### Work item
Beginning at the top of the data below, write out every line exactly until you reach the line with "Target: building in background", and include that line.

[Collected data]
::::

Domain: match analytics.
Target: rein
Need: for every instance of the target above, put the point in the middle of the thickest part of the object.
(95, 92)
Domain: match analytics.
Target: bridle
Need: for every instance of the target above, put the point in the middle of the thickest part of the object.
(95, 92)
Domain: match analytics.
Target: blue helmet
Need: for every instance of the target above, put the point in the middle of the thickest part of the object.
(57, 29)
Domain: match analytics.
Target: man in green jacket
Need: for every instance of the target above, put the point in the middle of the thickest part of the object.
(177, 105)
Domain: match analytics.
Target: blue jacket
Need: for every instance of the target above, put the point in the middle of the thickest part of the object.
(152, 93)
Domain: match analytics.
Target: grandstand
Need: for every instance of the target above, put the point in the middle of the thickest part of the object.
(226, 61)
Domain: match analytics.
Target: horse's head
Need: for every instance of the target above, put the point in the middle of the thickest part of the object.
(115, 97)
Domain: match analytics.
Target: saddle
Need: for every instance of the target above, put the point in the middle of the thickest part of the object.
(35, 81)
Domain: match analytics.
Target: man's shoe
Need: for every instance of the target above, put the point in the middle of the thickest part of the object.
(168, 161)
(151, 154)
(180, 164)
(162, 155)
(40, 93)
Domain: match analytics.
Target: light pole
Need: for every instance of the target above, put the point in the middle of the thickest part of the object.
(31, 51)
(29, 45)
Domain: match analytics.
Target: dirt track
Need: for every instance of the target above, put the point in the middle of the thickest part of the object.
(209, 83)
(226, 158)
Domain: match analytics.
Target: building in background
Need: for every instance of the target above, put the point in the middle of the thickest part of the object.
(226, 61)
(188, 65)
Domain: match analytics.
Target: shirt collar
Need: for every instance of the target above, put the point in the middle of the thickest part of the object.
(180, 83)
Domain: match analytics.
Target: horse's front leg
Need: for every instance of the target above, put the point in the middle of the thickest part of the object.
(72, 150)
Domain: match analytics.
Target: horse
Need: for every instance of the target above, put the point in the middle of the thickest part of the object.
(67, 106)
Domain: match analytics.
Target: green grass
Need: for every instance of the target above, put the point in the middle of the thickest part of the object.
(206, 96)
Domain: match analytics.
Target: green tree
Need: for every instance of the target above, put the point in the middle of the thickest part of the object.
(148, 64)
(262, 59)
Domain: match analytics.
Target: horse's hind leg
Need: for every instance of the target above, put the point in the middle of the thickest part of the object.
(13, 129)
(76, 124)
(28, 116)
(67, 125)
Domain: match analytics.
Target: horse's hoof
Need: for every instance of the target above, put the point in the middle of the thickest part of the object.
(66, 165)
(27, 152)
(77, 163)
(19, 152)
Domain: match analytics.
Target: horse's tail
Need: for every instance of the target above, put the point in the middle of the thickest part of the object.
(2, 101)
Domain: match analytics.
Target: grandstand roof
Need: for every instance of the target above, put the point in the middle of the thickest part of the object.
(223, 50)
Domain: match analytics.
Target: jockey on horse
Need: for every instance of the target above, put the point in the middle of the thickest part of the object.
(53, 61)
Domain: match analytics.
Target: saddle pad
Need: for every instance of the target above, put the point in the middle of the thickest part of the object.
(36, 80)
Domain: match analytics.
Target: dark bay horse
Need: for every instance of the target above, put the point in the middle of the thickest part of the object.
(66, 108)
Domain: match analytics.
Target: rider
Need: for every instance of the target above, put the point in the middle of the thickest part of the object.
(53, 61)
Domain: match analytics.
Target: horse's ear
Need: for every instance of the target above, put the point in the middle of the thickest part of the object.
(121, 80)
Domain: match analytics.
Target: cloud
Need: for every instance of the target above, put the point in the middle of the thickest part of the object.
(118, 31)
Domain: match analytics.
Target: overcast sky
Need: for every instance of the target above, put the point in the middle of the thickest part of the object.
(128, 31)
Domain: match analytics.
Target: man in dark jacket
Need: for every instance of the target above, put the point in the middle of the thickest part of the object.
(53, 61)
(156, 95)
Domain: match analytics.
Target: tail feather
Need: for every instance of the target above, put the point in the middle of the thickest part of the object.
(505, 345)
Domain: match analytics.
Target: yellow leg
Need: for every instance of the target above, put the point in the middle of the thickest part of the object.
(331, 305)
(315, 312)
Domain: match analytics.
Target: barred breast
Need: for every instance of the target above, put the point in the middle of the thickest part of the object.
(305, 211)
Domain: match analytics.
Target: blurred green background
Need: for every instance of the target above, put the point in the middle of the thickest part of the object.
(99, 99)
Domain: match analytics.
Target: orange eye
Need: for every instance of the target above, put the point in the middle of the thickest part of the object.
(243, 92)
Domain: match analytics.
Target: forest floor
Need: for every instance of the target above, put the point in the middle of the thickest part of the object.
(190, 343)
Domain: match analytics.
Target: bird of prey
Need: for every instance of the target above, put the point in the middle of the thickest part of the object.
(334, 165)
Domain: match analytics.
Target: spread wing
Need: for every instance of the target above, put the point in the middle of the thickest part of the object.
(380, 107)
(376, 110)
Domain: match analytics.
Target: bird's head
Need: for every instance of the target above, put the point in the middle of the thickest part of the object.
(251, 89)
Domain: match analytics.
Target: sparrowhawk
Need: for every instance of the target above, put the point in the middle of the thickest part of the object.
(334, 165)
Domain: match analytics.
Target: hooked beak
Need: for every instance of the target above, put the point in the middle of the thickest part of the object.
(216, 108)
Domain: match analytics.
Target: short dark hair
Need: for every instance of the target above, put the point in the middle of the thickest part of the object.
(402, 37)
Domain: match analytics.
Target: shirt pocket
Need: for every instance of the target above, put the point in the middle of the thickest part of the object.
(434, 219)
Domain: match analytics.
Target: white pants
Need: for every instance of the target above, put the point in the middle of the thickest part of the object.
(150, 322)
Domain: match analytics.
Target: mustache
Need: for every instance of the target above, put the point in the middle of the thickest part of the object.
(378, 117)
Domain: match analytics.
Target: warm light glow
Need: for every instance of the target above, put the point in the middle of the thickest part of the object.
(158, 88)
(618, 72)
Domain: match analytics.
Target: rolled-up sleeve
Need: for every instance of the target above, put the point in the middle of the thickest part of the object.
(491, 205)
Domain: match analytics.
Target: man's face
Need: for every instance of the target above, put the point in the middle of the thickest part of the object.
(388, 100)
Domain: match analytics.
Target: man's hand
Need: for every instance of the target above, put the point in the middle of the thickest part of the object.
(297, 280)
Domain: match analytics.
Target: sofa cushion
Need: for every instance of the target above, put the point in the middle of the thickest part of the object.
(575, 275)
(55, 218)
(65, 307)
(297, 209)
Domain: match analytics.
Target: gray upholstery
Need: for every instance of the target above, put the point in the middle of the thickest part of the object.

::::

### Result for this task
Domain: match analytics.
Target: rein
Need: for every instance of the target above, put the point in the middle of the thickest part of the object.
(95, 92)
Domain: match analytics.
Target: bridle
Need: for every instance of the target above, put the point in the middle of the thickest part of the object.
(95, 92)
Domain: match analytics.
Target: blue helmet
Need: for every instance of the target above, put the point in the middle of the thickest part of the object.
(57, 29)
Domain: match analytics.
Target: man in green jacket
Need: for every instance of the target above, put the point in the middle of the thickest part of the object.
(177, 105)
Domain: match analytics.
Target: blue jacket
Need: for every instance of the target above, put the point in the middle of the thickest part of the object.
(152, 93)
Domain: match analytics.
Target: grandstand
Need: for every instance of the target above, put the point in the middle of the thickest part of the object.
(226, 61)
Domain: match analytics.
Target: horse's head
Need: for every instance of the target above, put the point in the middle of the thickest part of the object.
(115, 97)
Domain: match analytics.
Target: saddle
Need: for every instance of the target above, put the point in the middle of the thickest part of the object.
(35, 81)
Domain: match analytics.
Target: man's shoe
Need: for every instance of the target above, put the point in the middle of the thickest part of the object.
(168, 161)
(151, 154)
(180, 164)
(162, 155)
(40, 93)
Domain: match analytics.
Target: light pole
Need: for every instance of the target above, put the point in the middle of the thickest part of the object.
(31, 51)
(29, 45)
Domain: match analytics.
Target: dirt track
Need: for every instance of the target above, put the point in the middle of the thickest part of the object.
(209, 83)
(226, 158)
Domain: match analytics.
Target: building in background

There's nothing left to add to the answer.